**What needs to be done**
Using the entries below, return word for word the lines from the one containing "Each instance receives one keypoint. Tag the pointed" up to and including the last.

(Natural language region descriptions)
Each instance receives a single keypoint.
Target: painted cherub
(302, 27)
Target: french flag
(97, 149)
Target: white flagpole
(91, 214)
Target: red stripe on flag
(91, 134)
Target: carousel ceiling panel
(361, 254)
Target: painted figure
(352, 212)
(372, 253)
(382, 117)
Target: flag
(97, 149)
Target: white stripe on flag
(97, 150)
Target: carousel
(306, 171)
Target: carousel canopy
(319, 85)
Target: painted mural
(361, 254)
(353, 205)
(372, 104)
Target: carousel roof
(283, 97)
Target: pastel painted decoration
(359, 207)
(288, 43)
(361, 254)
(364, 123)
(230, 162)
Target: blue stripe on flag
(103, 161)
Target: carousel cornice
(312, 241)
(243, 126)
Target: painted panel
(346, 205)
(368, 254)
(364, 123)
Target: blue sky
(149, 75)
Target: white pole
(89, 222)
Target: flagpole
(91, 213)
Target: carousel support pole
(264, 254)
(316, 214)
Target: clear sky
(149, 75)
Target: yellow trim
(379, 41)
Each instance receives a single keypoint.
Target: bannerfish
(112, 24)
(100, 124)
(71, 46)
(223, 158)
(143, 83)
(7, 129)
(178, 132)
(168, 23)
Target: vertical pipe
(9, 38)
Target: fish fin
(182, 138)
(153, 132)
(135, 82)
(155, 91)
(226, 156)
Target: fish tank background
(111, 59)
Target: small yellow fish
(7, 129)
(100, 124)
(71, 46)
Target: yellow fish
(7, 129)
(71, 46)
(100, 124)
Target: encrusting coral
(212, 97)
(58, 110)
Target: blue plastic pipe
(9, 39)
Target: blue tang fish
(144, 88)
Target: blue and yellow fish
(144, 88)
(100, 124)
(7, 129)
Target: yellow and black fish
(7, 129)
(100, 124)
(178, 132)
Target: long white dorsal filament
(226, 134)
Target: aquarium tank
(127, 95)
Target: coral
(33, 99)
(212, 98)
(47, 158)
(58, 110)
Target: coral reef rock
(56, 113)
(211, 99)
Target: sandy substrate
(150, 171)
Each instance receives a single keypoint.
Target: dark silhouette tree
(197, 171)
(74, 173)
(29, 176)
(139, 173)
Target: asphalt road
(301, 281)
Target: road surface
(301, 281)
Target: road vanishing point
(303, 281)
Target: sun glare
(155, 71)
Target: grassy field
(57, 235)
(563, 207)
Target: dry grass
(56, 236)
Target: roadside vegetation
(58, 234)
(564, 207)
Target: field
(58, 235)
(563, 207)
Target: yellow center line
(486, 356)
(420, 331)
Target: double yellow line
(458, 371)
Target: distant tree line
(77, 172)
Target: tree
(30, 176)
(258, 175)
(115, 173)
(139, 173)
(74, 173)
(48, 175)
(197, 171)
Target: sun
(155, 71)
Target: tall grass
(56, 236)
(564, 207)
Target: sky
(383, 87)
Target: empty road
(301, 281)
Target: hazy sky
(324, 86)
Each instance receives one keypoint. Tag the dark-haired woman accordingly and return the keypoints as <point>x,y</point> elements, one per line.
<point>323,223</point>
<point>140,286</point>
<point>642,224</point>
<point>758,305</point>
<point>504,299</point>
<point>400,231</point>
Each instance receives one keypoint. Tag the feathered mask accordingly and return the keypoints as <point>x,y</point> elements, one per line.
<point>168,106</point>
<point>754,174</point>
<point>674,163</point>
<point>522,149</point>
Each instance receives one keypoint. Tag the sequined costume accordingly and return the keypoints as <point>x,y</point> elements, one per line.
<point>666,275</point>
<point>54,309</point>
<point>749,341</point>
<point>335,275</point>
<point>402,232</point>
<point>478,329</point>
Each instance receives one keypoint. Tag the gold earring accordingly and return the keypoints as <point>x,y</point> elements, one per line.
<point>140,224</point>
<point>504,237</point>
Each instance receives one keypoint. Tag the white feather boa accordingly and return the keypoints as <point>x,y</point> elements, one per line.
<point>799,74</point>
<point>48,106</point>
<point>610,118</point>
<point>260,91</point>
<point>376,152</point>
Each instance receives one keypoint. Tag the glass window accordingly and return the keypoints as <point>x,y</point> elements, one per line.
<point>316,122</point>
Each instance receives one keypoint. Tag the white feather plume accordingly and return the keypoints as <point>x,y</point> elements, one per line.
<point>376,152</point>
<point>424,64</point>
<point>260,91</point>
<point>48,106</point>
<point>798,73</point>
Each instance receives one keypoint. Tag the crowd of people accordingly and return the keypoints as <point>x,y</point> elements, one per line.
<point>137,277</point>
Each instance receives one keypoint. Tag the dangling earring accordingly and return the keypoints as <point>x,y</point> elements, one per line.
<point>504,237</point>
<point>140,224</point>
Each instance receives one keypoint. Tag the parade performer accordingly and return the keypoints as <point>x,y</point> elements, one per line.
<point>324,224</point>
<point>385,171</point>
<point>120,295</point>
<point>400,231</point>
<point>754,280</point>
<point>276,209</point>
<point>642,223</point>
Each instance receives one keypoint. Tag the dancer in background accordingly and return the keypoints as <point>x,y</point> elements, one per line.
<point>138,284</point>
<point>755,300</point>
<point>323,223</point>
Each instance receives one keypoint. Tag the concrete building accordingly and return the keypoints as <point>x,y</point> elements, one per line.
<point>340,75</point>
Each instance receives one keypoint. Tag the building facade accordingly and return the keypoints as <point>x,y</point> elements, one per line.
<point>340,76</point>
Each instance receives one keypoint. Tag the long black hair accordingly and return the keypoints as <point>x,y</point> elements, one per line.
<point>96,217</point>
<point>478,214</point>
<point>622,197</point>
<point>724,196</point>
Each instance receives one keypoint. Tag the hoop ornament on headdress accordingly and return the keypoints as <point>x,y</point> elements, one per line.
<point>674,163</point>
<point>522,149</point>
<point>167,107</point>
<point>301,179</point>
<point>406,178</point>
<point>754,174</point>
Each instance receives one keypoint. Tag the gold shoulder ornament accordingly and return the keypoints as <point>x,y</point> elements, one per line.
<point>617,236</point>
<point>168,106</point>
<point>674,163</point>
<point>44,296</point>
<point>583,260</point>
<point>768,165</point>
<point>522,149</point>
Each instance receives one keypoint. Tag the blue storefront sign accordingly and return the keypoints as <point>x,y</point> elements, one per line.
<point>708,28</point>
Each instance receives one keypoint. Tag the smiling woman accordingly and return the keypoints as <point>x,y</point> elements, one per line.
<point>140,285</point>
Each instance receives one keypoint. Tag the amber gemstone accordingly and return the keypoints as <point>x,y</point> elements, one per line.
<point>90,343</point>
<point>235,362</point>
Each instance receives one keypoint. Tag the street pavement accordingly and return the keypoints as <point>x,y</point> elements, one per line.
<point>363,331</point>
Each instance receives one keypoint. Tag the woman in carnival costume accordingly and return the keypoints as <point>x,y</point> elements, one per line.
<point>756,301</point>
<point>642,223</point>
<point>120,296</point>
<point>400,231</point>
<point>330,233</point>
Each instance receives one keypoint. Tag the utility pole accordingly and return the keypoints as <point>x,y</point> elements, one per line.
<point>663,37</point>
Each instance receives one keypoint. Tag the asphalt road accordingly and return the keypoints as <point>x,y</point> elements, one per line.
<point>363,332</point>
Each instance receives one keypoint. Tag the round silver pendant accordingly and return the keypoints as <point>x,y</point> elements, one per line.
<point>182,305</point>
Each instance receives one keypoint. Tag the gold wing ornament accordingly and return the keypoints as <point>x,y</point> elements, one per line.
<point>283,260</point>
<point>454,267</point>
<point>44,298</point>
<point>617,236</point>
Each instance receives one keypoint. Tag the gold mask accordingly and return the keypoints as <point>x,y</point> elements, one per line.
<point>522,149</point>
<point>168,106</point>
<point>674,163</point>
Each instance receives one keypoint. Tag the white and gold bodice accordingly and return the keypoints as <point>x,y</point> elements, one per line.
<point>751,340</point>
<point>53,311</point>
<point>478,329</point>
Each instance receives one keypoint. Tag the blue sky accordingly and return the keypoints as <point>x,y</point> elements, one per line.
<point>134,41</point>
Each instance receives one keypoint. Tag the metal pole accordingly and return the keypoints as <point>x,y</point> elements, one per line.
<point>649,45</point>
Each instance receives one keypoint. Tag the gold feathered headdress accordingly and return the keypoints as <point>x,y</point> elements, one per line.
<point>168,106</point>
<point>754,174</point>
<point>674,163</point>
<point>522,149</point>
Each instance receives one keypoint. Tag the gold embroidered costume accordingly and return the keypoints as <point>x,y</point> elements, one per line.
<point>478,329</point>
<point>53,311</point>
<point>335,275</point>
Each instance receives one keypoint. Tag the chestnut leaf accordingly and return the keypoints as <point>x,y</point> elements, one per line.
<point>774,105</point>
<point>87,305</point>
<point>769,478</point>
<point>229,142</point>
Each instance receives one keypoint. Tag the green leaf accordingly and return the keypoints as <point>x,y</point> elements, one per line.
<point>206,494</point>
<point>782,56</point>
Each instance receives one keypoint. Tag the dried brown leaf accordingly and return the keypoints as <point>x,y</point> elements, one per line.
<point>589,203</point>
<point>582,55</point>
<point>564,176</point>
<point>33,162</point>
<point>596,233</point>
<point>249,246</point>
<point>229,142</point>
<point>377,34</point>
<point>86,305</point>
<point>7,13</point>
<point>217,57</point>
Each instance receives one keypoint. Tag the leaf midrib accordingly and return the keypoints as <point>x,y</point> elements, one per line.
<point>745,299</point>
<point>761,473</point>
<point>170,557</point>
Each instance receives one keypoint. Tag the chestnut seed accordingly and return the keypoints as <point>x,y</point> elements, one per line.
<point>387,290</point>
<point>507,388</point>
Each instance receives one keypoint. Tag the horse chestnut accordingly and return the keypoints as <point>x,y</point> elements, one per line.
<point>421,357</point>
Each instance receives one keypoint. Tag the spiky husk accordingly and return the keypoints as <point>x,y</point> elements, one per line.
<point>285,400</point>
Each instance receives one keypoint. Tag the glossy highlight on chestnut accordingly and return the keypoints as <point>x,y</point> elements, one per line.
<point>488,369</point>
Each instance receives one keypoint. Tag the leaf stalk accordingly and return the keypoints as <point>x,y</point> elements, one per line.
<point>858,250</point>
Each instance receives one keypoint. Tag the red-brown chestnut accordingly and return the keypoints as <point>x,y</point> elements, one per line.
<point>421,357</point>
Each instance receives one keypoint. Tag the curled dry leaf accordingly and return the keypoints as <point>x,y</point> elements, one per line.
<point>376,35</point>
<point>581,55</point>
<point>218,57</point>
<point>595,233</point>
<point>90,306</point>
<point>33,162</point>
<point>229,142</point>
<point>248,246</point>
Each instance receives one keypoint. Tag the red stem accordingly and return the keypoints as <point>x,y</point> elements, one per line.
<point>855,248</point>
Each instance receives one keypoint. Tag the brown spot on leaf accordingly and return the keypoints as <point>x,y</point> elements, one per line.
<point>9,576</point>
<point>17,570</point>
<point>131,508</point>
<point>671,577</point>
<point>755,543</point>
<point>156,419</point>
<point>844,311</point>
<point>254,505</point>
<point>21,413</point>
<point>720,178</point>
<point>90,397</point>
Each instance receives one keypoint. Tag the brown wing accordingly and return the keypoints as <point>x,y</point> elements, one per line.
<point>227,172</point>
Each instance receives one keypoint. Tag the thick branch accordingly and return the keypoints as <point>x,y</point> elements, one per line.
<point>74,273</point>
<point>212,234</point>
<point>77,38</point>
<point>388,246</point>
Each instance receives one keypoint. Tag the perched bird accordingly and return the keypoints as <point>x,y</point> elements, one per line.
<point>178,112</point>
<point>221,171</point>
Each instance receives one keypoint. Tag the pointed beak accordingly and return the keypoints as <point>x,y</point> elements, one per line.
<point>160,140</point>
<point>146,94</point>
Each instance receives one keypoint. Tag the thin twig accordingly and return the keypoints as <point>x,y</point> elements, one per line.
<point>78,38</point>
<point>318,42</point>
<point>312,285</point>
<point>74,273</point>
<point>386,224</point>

**Answer space**
Each instance receives one keypoint. Tag the pointed beak accordingly and return the keypoints as <point>x,y</point> elements, one per line.
<point>160,140</point>
<point>146,94</point>
Each instance receives one keypoint. Tag the thin twig accordingly and return the keypoints as <point>x,y</point> elements, one per line.
<point>78,38</point>
<point>318,42</point>
<point>312,285</point>
<point>74,273</point>
<point>386,224</point>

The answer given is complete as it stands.